After nearly half a century of patrolling the world’s oceans and embarking on countless environmentally-conscious activist missions, Rainbow Warrior II, the flagship of international activist group Greenpeace, was finally retired to a quiet life as a hospital ship off the coast of Bangladesh. Its successor, the $33 million schooner Rainbow Warrior III, began its maiden voyage on Friday, Oct. 14 from Bremen, Germany.
According to The Huffington Post, the new flagship is all set to immediately pick up where its predecessor left off, starting with a mission in “the United States to campaign against the burning of coal for electricity.” Once finished, it will sail on “south to the Amazon to draw attention to rainforest destruction.”
This busy itinerary fits right in with the globetrotting, often-dangerous routine of the flagship’s namesakes – the first Rainbow Warrior was scuttled near New Zealand in 1985 by French intelligence agents while on a mission against nuclear testing, and the second Rainbow Warrior, battered from several decades of run-ins with “whalers, seal-hunters and illegal loggers,” finished the last of its duties off the coast of Japan, testing for radiation in the wake of the Fukushima reactor disaster.
:::::
## WHAT THE TASK REQUIRES
Edit the Rainbow Warrior article by starting at the words that contain "According to The" and stopping after "Fukushima reactor disaster.", and replace "whalers" with "poachers" throughout that stretch. The entries have nothing to do with the Rainbow Warrior article.
:::::
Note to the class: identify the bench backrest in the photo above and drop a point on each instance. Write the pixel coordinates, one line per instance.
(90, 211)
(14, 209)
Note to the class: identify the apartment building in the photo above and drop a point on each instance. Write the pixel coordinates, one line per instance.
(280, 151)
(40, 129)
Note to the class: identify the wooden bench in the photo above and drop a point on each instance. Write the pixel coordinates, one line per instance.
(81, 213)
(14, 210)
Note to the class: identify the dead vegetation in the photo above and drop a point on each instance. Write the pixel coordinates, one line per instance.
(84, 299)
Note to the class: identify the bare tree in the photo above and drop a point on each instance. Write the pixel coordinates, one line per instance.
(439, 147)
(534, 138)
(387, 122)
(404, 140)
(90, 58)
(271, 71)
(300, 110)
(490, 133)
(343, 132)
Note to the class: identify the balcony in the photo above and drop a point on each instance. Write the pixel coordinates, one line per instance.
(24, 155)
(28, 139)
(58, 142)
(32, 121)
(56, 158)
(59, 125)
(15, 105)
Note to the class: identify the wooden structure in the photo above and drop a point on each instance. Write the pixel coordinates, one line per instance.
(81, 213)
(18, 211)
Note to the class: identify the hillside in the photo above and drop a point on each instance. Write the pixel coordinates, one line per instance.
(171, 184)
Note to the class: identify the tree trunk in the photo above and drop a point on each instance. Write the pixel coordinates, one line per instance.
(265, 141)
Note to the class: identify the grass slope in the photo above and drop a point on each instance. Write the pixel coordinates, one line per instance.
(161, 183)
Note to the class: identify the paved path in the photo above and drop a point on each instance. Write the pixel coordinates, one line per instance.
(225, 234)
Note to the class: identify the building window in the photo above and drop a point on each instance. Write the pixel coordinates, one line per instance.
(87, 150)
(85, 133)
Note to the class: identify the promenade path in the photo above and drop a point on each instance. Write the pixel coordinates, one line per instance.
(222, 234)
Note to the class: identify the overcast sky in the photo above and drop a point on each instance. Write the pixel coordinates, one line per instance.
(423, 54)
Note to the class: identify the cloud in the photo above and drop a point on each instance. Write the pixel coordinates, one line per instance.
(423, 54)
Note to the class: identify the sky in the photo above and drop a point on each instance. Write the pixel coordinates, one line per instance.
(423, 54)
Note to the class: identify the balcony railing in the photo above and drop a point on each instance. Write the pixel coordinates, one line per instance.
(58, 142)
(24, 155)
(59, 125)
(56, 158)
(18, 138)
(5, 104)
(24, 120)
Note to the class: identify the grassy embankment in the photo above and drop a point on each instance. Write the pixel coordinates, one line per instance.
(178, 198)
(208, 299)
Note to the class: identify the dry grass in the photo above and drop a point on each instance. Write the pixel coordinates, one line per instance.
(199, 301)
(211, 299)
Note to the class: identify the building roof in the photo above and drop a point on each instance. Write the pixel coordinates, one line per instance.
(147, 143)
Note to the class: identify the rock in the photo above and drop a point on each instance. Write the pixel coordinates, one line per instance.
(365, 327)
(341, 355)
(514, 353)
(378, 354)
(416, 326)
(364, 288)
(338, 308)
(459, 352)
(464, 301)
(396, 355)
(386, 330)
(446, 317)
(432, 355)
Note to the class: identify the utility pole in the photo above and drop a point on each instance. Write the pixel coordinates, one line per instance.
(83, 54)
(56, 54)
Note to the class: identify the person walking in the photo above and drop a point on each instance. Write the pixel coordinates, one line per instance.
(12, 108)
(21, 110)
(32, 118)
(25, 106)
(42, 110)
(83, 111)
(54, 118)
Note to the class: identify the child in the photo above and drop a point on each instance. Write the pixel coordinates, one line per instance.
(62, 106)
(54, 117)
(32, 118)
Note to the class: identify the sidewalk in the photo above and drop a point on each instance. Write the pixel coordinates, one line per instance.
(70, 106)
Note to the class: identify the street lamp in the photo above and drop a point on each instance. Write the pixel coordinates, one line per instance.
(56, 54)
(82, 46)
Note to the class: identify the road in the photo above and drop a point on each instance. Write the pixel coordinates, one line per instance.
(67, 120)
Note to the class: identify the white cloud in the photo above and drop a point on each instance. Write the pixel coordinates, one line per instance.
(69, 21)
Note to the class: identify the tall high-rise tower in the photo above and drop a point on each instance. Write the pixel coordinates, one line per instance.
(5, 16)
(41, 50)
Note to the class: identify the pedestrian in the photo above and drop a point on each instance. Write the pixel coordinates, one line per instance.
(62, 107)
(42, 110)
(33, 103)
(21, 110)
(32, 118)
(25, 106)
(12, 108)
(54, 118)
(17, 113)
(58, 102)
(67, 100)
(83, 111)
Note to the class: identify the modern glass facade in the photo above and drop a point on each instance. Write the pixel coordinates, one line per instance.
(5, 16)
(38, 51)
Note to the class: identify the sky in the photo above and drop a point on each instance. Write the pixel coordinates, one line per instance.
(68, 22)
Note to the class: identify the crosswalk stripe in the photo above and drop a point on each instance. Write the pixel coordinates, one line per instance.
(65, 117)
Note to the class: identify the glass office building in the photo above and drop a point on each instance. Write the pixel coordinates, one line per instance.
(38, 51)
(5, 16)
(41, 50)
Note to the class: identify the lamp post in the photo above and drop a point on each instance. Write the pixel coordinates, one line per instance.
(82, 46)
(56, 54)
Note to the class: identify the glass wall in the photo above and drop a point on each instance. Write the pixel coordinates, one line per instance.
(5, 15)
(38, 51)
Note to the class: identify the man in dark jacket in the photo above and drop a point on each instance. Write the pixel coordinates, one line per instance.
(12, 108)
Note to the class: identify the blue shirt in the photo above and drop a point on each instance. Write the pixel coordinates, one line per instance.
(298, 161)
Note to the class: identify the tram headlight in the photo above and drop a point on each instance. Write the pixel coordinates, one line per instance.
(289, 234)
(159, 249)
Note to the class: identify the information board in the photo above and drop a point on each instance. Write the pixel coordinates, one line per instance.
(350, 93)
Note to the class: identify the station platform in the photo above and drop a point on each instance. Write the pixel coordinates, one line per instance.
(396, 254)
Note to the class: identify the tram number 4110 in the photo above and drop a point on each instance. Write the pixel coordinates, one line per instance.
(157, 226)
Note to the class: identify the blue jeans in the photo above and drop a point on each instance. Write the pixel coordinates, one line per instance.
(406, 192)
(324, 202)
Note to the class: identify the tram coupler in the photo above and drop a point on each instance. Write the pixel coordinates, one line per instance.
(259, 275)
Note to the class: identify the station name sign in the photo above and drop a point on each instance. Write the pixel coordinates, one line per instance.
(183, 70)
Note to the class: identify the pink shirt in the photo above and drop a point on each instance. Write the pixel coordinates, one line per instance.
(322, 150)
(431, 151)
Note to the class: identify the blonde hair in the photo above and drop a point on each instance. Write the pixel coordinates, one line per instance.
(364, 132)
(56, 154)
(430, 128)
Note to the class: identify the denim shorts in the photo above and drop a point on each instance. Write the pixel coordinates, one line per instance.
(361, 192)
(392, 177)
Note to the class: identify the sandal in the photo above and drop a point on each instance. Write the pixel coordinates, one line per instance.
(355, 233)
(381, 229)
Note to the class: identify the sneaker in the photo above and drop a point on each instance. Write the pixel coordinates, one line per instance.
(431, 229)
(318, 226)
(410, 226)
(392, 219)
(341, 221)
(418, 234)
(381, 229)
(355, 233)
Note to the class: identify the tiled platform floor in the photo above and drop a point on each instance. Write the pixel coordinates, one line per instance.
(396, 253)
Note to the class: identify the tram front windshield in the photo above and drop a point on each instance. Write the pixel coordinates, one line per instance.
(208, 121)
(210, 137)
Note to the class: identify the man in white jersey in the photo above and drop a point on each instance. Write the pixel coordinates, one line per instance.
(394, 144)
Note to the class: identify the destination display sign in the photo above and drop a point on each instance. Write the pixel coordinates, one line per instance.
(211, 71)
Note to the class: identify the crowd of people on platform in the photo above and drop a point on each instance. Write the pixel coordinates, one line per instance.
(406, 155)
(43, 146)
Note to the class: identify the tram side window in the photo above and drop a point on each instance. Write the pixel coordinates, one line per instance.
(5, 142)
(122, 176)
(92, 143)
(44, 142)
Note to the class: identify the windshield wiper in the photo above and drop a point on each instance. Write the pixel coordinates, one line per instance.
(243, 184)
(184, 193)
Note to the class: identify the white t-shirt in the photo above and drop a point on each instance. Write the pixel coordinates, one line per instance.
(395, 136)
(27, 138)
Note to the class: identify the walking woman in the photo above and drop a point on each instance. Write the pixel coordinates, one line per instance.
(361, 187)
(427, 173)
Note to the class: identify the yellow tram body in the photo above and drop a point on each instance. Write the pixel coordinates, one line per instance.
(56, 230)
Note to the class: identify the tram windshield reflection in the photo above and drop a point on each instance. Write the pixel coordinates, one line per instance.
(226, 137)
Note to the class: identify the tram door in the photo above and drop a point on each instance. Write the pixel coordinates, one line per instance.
:::::
## RESPONSE BOX
According to The Huffington Post, the new flagship is all set to immediately pick up where its predecessor left off, starting with a mission in “the United States to campaign against the burning of coal for electricity.” Once finished, it will sail on “south to the Amazon to draw attention to rainforest destruction.”
This busy itinerary fits right in with the globetrotting, often-dangerous routine of the flagship’s namesakes – the first Rainbow Warrior was scuttled near New Zealand in 1985 by French intelligence agents while on a mission against nuclear testing, and the second Rainbow Warrior, battered from several decades of run-ins with “poachers, seal-hunters and illegal loggers,” finished the last of its duties off the coast of Japan, testing for radiation in the wake of the Fukushima reactor disaster.